* **Conjunto de tarefas**:
[1] Transcreva do texto sobre poluição plástica o trecho que vai de "Assim, o oceano" até "reciclagem do material.".
[2] Explique, em uma a três frases, por que apenas uma parcela menor do plástico é reciclada no mundo, segundo o texto sobre poluição plástica.

* **Texto**:
Doenças podem ser transportadas
Em 2017, o governo congolês publicou um decreto para combater os impactos da poluição por plástico, proibindo a importação, produção, uso e venda de embalagens plásticas. Mas um artigo isentou os principais tipos de produtos plásticos consumidos no país, em particular garrafas de água potável e refrigerantes, que são os resíduos predominantes, apontou a pesquisa. A bacia do Rio Congo é uma das 14 principais bacias hidrográficas do mundo que juntas recebem mais de um quarto dos resíduos globais.
Quarto maior consumidor de plástico do mundo, o Brasil também é um contribuidor importante para a poluição oceânica. De 2010 a 2020, o país foi responsável pelo descarte de 940 mil toneladas de resíduos plásticos entre 2010 e 2020, segundo estudo do "Center for Ocean-Atmospheric Prediction Studies" (COAPS).
Além da poluição ambiental, a chegada de lixos estrangeiros é um risco para a saúde pública, alerta Giarrizzo.
— Esses plásticos têm características ambientais diferentes e podem transportar patógenos distintos do que temos no nosso país. Então pode gerar problemas de saúde. O assunto é bastante delicado — afirma o oceanógrafo, que cobra monitoramento constante no litoral brasileiro.
— Nós fazemos análises de balneabilidade, por que não avaliar também a presença de plásticos? Se o Brasil não entender a importância de realizar monitoramento das praias, fica difícil fazer medidas efetivas para tentar combater esse problema. É necessário saber a origem desse plástico.
Tratado global contra a poluição plástica
A poluição plástica é um problema global. Todo ano, aproximadamente 385 milhões de toneladas de plástico são produzidas. Como a sua reciclagem tem um custo muito maior que a sua produção original, apenas um percentual menor do plástico é reciclado no mundo.
Assim, o oceano acaba sendo o principal do destino, no final do ciclo. Estudos apontam que de 8 milhões a 12,7 milhões de toneladas de plástico chegam anualmente aos oceanos do planeta, e as projeções indicam que a quantidade pode triplicar até 2040.
Por isso, a ONU vem mediando um amplo tratado, de caráter vinculante, envolvendo governos de 175 países para combater a poluição plástica. Entre as principais medidas em análise estão a proibição do plástico descartável e a elaboração de critérios claros para garantir a reutilização e a reciclagem do material.

* **Os dados**:
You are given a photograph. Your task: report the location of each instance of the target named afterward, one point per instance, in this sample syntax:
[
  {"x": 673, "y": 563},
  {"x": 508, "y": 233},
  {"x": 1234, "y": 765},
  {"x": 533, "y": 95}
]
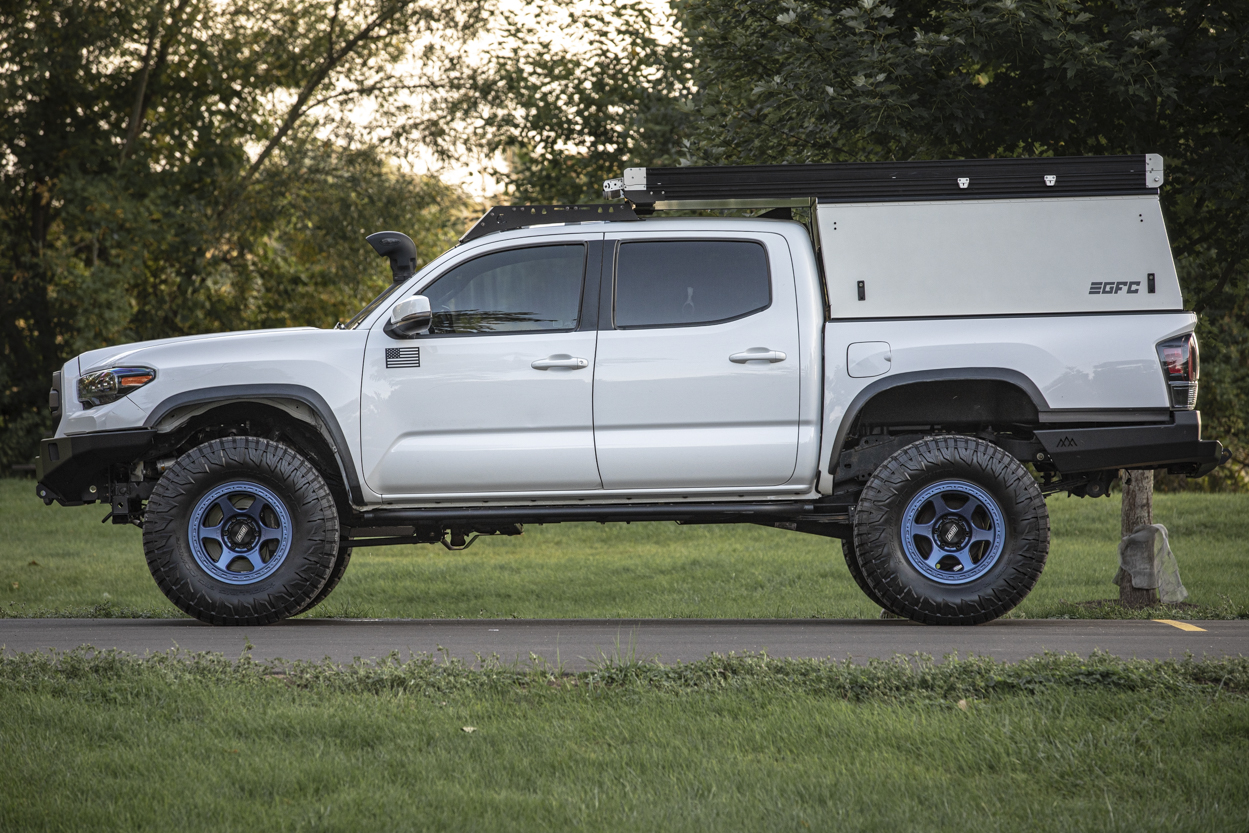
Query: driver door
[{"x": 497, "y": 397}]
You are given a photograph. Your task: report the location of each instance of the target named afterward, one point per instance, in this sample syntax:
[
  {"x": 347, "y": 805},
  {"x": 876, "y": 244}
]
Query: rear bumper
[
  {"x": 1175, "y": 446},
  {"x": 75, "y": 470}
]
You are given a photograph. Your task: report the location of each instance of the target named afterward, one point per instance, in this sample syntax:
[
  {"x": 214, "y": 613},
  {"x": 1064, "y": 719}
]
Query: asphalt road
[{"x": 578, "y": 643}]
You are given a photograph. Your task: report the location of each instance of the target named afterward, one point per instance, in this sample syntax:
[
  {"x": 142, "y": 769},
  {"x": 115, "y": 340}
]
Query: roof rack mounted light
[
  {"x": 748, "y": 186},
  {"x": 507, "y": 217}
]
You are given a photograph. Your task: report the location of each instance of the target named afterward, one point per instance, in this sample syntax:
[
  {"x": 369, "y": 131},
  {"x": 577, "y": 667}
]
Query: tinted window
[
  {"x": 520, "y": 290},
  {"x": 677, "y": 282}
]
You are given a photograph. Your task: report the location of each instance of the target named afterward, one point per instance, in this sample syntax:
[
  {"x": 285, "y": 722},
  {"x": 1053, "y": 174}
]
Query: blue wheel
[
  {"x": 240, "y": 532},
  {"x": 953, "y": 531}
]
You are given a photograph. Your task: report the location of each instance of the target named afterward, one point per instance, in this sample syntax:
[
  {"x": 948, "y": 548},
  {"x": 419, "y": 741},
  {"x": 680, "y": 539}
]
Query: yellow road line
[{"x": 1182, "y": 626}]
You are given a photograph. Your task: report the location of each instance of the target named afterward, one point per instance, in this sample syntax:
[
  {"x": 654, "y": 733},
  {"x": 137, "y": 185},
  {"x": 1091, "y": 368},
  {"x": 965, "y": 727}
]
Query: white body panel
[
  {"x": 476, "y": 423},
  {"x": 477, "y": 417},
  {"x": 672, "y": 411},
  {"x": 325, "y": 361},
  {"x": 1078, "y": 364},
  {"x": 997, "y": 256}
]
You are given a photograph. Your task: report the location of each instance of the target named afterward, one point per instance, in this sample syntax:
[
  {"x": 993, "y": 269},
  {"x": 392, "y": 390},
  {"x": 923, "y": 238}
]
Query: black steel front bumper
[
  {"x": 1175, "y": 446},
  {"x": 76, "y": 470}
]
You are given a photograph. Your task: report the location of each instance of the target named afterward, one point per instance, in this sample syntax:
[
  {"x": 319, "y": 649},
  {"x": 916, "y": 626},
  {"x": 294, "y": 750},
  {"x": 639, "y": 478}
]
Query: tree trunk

* **Gabarito**:
[1]
Assim, o oceano acaba sendo o principal do destino, no final do ciclo. Estudos apontam que de 8 milhões a 12,7 milhões de toneladas de plástico chegam anualmente aos oceanos do planeta, e as projeções indicam que a quantidade pode triplicar até 2040.
Por isso, a ONU vem mediando um amplo tratado, de caráter vinculante, envolvendo governos de 175 países para combater a poluição plástica. Entre as principais medidas em análise estão a proibição do plástico descartável e a elaboração de critérios claros para garantir a reutilização e a reciclagem do material.

[2] A reciclagem do plástico tem um custo muito maior que a sua produção original. Por isso, apenas um percentual menor do plástico é reciclado no mundo.